■ Задание A ■
Почему, согласно тексту, Тошка настоял на том, чтобы клетку для Томика расширили? Ответьте в одном–трех предложениях.
■ Задание B ■
Выпишите из текста фрагмент без изменений: начните с места, где стоят слова «Накануне отъезда Якобсонов, пересилив», и остановитесь после слов «глазах, такая безысходность...».

■ Текст ■
Накануне отъезда Якобсонов, пересилив страх и неприязнь к тому, что встречусь с пьяной компанией, поднялась на десятый этаж. Народу в тошкиной квартире было очень много. В маленькой комнате – все толпились в другой – увидела Лидию Корнеевну Чуковскую. Она сидела на маленьком Сашином диванчике, нахохлившись, как орлица, и тяжело молчала. Для нее расставание с любимым учеником было настоящей трагедией. Молча обнялись, у меня – слезы на глазах, у Лидии Корнеевны – ни слезинки, она была очень сильным человеком, но такая тоска в глазах, такая безысходность...

А под диваном лежал забившийся туда Томик, самый надежный колченогий тошкин друг. Дворняга, одна нога перебита, всегда бежал, припрыгивая. Где уж нашел Тошка этого Томика, не знаю. Я думаю, что Томик сам его где-то нашел, увидел – хороший человек идет, можно к нему присоседиться. Присоседился, пришел в наш дом, все его полюбили. И Томик этот стал для Тошки – это удивительно – таким близким существом... Когда уже собирали вещи перед отъездом, спохватились, что надо для Томика сделать клетку – иначе не впустят в самолет. А клетку сделали маленькую. Времени в обрез, но Тошка настоял, чтобы клетку расширили, иначе Томику будет трудно лететь. Чуть ли не на сутки задержал рейс из-за этой клетки.

■ Строки набора данных ■
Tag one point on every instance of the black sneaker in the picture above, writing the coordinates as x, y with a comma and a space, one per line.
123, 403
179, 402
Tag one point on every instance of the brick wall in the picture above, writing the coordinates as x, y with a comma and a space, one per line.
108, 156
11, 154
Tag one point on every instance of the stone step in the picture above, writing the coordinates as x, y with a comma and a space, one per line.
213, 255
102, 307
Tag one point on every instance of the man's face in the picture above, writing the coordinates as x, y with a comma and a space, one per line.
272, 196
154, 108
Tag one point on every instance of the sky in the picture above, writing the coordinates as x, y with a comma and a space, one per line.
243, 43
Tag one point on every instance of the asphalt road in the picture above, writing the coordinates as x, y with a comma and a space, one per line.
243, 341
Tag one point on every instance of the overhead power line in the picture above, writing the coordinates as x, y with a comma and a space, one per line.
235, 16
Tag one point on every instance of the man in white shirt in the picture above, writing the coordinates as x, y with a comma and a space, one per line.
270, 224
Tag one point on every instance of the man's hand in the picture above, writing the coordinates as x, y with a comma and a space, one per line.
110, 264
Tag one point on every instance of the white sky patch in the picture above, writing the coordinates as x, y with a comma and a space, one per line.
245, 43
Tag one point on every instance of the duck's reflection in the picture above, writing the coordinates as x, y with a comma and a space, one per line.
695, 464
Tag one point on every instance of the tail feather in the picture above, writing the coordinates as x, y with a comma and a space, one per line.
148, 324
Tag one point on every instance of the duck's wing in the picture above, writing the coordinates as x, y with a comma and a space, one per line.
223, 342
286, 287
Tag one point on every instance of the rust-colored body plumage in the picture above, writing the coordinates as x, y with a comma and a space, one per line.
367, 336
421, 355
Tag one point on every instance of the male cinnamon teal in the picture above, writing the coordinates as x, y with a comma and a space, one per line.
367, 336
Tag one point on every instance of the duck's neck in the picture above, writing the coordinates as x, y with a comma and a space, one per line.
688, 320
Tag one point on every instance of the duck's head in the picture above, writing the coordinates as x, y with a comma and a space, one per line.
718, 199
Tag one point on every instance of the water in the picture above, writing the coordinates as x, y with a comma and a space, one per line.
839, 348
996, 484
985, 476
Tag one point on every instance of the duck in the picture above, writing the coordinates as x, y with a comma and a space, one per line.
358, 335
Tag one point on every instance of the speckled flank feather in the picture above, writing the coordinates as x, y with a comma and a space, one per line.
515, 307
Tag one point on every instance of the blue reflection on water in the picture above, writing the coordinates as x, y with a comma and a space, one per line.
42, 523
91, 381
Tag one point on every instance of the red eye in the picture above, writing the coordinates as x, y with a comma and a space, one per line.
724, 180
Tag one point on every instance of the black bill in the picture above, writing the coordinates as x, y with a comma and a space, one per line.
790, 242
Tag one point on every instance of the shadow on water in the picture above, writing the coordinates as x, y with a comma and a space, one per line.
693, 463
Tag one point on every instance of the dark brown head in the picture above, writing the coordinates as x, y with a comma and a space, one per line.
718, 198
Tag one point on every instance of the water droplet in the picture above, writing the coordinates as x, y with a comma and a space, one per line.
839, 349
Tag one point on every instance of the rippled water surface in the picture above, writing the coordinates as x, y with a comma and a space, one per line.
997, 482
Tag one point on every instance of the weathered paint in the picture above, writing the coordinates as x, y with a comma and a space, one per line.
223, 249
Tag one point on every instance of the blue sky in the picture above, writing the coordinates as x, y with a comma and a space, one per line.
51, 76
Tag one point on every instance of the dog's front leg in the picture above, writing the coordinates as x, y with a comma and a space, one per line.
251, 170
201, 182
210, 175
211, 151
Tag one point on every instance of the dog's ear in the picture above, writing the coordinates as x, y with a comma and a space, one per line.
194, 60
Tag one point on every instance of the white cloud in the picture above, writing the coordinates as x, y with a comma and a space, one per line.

■ Ответ A ■
Клетку для Томика сделали маленькой, и Тошка настоял на ее расширении, потому что иначе Томику было бы трудно лететь.

■ Ответ B ■
Накануне отъезда Якобсонов, пересилив страх и неприязнь к тому, что встречусь с пьяной компанией, поднялась на десятый этаж. Народу в тошкиной квартире было очень много. В маленькой комнате – все толпились в другой – увидела Лидию Корнеевну Чуковскую. Она сидела на маленьком Сашином диванчике, нахохлившись, как орлица, и тяжело молчала. Для нее расставание с любимым учеником было настоящей трагедией. Молча обнялись, у меня – слезы на глазах, у Лидии Корнеевны – ни слезинки, она была очень сильным человеком, но такая тоска в глазах, такая безысходность...